Written problem
Extend the notes on AFCA Coach of the Year winners past their final sentence.

** begin Source document **

Jerry Moore's three consecutive Coach of the Year awards makes Appalachian State one of only four schools with three winners. The Mountaineers join USC John McKay, 1962, 1972; Pete Carroll, 2003), Furman (Dick Sheridan, 1985; Jimmy Satterfield, 1988; Bobby Johnson, 2001) and North Alabama (Bobby Wallace, 1993-94-95) in the triple winner category.

Two-Timers: Coaches who have been two-time national winners in addition to Chuck Martin, Brian Kelly, Jim Tressel, Paul Johnson, Bill Edwards, Dave Maurer, John McKay, Rocky Hager and Erk Russell are: Mike Van Diest, Carroll (Mont.) (2003, 2007), Darrell Royal, Texas (1963, 1970); Harold "Tubby" Raymond, Delaware (1971-72); Joe Glenn, Northern Colorado (1996-97); Mel Tjeerdsma, Northwest Missouri State (1998-99); and Jim Butterfield, Ithaca (1988, 1991).

Back-to-Back: Paul Johnson, Bill Edwards, Bob Reade, Tubby Raymond, Bobby Wallace, Joe Glenn, Larry Kehres, Mel Tjeerdsma, Brian Kelly, Jerry Moore and Chuck Martin are the only coaches to win national honors in consecutive years. No I-A coach has won the award in consecutive years. Kehres is the only coach to win three consecutive Coach of the Year awards twice.

Fit to be Tied: In 2003, Brian Kelly and Mike Van Diest became the fourth duo in the history of the AFCA National Coach of the Year award to finish in a tie for the honor and the first non-I-A coaches to share the award. Larry Coker and Ralph Friedgen finished in a tie for the honor in 2001. In 1964, Frank Broyles of Arkansas and Ara Parseghian of Notre Dame shared the award and in 1970 Charlie McClendon of Louisiana State and Darrell Royal of Texas were co-winners.

Like Father, Like Son: Jim Tressel and his father, Lee are the only father-son combination to win Coach of the Year honors in AFCA history. Lee Tressel was named College Division Coach of the Year in 1978 at Baldwin-Wallace.

** end Source document **
** begin Excerpted data **

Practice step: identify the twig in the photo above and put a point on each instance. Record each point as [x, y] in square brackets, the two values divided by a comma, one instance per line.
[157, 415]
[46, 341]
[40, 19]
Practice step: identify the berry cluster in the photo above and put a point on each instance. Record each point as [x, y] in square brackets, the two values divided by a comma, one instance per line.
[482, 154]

** end Excerpted data **

Answer to the task
AFCA Coach of the Year Bios

Football Bowl Subdivision
Mark Mangino, University of Kansas
First AFCA National Coach of the Year Award ... Led the Jayhawks to a 12-1 record and a victory in the FedEx Orange Bowl ... Has a six-year career record of 37-36 (.506) at Kansas ... The 12 wins are a school record and the Orange Bowl appearance is the first traditional New Year's Day bowl trip for Kansas since 1969 ... Kansas has posted a 25-12 record in the last three seasons ... He is the first coach in school history to lead his teams to three bowl appearances in a span of five seasons ... Kansas has now won six or more games in three consecutive seasons for the first time since 1960-61-62 ... Served as offensive coordinator at Oklahoma during the Sooners' national championship season in 2000.
Previous AFCA Regional Coach of the Year Honors: FBS Region 4, 2007

Football Championship Subdivision
Jerry Moore, Appalachian State University
Third consecutive AFCA National Coach of the Year Award ... Led the Mountaineers to a 13-2 record, a third consecutive Football Championship Subdivision title and a stunning season-opening victory over Michigan to earn AFCA National Coach of the Year honors for the third year in a row ... The national title was the third consecutive championship for the Mountaineers ... Has a 19-year record of 167-69 (.699) at Appalachian State and a 25-year career record of 194-118-2 (.618) at Appalachian State, North Texas and Texas Tech ... Winningest coach in Southern Conference history ... Earned his second AFCA Coach of the Year Award in 2006 when he led Appalachian State to a 14-1 record, the Southern Conference title and the NCAA Division I-AA championship ... Earned his first AFCA Coach of the Year award in 2005 when led Appalachian State to a 12-3 record, the Southern Conference title and the NCAA Division I-AA championship ... The Mountaineers have advanced to the NCAA FCS playoffs 13 times, while 14 of his 18 ASU squads have finished the season ranked among the nation's top 25 FCS teams.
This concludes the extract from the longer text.